--- start Data to use ---

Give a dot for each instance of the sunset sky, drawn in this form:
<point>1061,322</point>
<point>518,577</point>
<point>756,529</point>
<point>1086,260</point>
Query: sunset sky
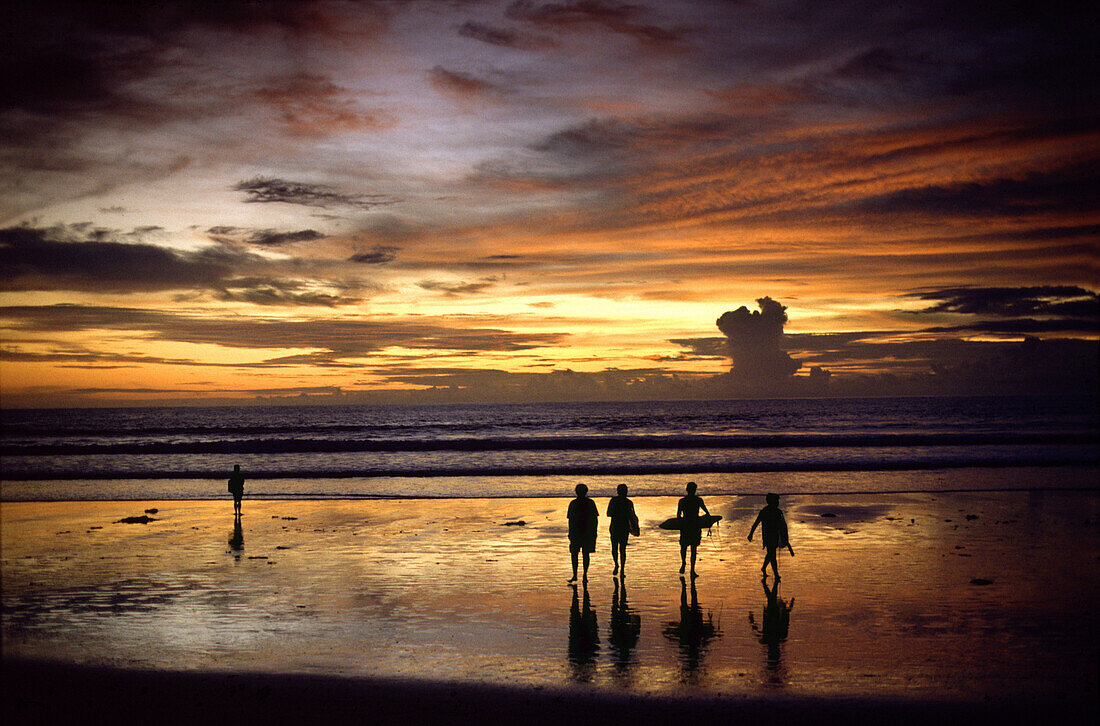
<point>525,200</point>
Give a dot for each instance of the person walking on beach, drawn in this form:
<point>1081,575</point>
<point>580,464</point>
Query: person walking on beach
<point>582,517</point>
<point>624,524</point>
<point>691,530</point>
<point>773,534</point>
<point>237,488</point>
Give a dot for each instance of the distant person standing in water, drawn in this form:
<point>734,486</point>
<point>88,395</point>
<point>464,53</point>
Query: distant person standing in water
<point>582,517</point>
<point>691,530</point>
<point>624,524</point>
<point>773,534</point>
<point>237,488</point>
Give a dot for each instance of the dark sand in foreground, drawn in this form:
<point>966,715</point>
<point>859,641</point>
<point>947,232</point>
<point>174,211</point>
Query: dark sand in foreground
<point>897,607</point>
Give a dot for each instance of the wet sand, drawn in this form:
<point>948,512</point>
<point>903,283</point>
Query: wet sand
<point>948,601</point>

--- end Data to use ---

● **Direction**
Convert the entire listing above into a JSON array of strings, one per line, with blank lines and the picture left out.

● **Response to the task**
[
  "Give a dot for each instance of the sunset sky, drawn in this form:",
  "<point>1061,322</point>",
  "<point>518,577</point>",
  "<point>756,529</point>",
  "<point>1086,260</point>",
  "Query: sunset sky",
  "<point>525,200</point>",
  "Give a dot for each instance of the person walking on beach, drawn in this form:",
  "<point>1081,575</point>",
  "<point>580,464</point>",
  "Query: person walking on beach",
  "<point>582,517</point>",
  "<point>624,524</point>",
  "<point>691,530</point>",
  "<point>773,534</point>",
  "<point>237,488</point>",
  "Give a dot for each instance of the distant person standing in water, drawn in this form:",
  "<point>734,486</point>",
  "<point>88,395</point>",
  "<point>464,53</point>",
  "Query: distant person standing in water",
  "<point>582,517</point>",
  "<point>691,530</point>",
  "<point>624,524</point>",
  "<point>773,534</point>",
  "<point>237,488</point>",
  "Give a dot for each instance of the dark sand in foreground, drawn in this form:",
  "<point>966,715</point>",
  "<point>859,641</point>",
  "<point>947,232</point>",
  "<point>174,211</point>",
  "Query: dark sand in foreground",
  "<point>897,607</point>",
  "Give a dot for each instance of the wet sand, drawn in this form:",
  "<point>948,512</point>",
  "<point>903,283</point>",
  "Query: wet sand",
  "<point>948,601</point>"
]